Problems and tasks —
A) Answer these questions from the patch review email below, one line each, marked (i), (ii), (iii):
(i) What new name is proposed for key_def_find_with_coll()?
(ii) Which two collations are given as an example of equal strength but different "selectivity"?
(iii) To which address is the message sent?
B) For each statement, say yes or no according to the patch review email below, and quote the words that decide it:
(i) The email asks for a test combining binary and unicode_ci.
(ii) The email says two collations from the "everything else" class can be matched in strength.
(iii) The message was sent on a Monday.

Document text —

From: Konstantin Osipov <kostja@tarantool.org>
To: tarantool-patches@freelists.org
Cc: Stanislav Zudin <szudin@tarantool.org>
Subject: [tarantool-patches] Re: [PATCH] sql: Duplicate key error for a non-unique index
Date: Tue, 19 Feb 2019 11:04:08 +0300 [thread overview]
Message-ID: <20190219080408.GC3754@chai> (raw)
In-Reply-To: <20190218192530.18449-1-szudin@tarantool.org>
* Stanislav Zudin <szudin@tarantool.org> [19/02/19 00:19]:
Please add more tests. Let's have tests for the following
combinations:
- binary and unicode
- binary and unicode_ci
- unicode_ci and unicode
- multipart index
Second, as follows from PeterG's explanation, even for collations
with the same strength this may not work. For example, unicode_ci
and unicode_ci_ky (please see in the chat how to create this
collation), the strength is the same, but "selectivity" is
different.
So I think we need to split all collations, after all, to two
classes: {"binary", s0} and {everything else}. Two collations from
"everything else" world can't be matched in strength. We need a
test case highlighting that.
Finally, I would rename key_def_find_with_coll() to
key_def_can_merge(), this would be a more specific name.

Information shown —
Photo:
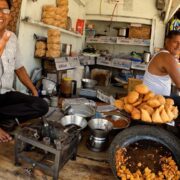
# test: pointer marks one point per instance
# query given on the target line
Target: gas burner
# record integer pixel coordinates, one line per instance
(48, 138)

Results for each task —
A)
(i) key_def_can_merge()
(ii) unicode_ci and unicode_ci_ky
(iii) tarantool-patches@freelists.org

B)
(i) Yes: "- binary and unicode_ci"
(ii) No: "Two collations from "everything else" world can't be matched in strength."
(iii) No: "Date: Tue, 19 Feb 2019 11:04:08 +0300"